— Set task —
Could you reproduce every one of the lines below word for word, without changing anything?

— Dataset content —
=======

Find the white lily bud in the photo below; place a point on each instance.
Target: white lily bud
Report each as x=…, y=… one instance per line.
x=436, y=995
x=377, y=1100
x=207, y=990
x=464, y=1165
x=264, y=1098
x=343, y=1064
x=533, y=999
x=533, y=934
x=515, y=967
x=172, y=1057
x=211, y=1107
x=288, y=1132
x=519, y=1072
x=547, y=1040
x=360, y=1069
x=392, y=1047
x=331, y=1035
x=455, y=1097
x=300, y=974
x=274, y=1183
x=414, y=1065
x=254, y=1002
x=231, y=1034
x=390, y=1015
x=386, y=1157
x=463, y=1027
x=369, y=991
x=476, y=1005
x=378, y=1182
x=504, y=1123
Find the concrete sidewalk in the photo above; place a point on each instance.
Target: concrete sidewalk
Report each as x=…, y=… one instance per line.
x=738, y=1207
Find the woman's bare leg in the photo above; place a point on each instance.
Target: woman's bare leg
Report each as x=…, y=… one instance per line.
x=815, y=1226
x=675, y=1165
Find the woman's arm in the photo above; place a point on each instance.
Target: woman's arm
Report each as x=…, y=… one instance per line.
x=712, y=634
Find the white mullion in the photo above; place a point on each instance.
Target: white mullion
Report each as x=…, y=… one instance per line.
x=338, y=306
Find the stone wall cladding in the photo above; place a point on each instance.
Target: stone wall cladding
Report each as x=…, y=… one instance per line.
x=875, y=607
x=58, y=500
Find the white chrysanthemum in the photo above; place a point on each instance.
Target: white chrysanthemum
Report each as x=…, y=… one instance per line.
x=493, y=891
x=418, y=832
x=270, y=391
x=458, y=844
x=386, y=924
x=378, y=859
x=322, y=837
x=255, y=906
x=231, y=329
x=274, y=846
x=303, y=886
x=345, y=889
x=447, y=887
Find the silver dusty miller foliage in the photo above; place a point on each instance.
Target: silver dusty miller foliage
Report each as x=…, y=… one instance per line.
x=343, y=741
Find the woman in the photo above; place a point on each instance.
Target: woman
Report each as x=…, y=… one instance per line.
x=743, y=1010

=======

— Solution to this task —
Find the white lily bud in the photo below; place a point on each instance.
Target: white lily bud
Report each as x=…, y=… one instance per line.
x=436, y=995
x=377, y=1100
x=207, y=990
x=464, y=1165
x=264, y=1098
x=343, y=1064
x=533, y=999
x=533, y=934
x=515, y=967
x=172, y=1057
x=211, y=1107
x=288, y=1132
x=519, y=1072
x=547, y=1040
x=360, y=1069
x=392, y=1047
x=331, y=1035
x=455, y=1097
x=300, y=974
x=274, y=1183
x=414, y=1065
x=254, y=1002
x=231, y=1034
x=390, y=1015
x=386, y=1157
x=463, y=1027
x=369, y=991
x=476, y=1005
x=378, y=1182
x=504, y=1123
Find the concrete sidewalk in the photo above; place a point on each instance.
Target: concrete sidewalk
Report each as x=…, y=… one instance per line.
x=738, y=1207
Find the woman's bare leg in the photo above; place a point on each instance.
Target: woman's bare leg
Report each as x=…, y=… one instance per line.
x=815, y=1226
x=675, y=1165
Find the woman's arm in the photo above; place a point on each instance.
Target: woman's arm
Report each as x=…, y=… one instance per line.
x=712, y=634
Find the white mullion in the photo above; place a point on each instance.
Target: white mullion
Report each as x=…, y=… one instance per line.
x=338, y=306
Find the stone wall cladding in the photo above; place a point on each instance.
Target: stone wall cladding
Report each as x=…, y=… one instance per line.
x=875, y=607
x=58, y=500
Find the white chrysanthemum in the photo above; place a point on each instance.
Target: white chrysanthemum
Report each as x=…, y=… one instance per line.
x=493, y=891
x=418, y=832
x=270, y=391
x=458, y=844
x=386, y=924
x=378, y=859
x=322, y=837
x=255, y=906
x=231, y=329
x=274, y=846
x=303, y=886
x=345, y=889
x=447, y=887
Find the silver dusty miller foliage in the photo above; place a point on each instance.
Target: silver dusty miller foliage
Report each as x=…, y=… one instance per line.
x=343, y=741
Find the woman in the photo above; place a point on each instance.
Target: woman
Report each as x=…, y=… one instance per line.
x=743, y=1010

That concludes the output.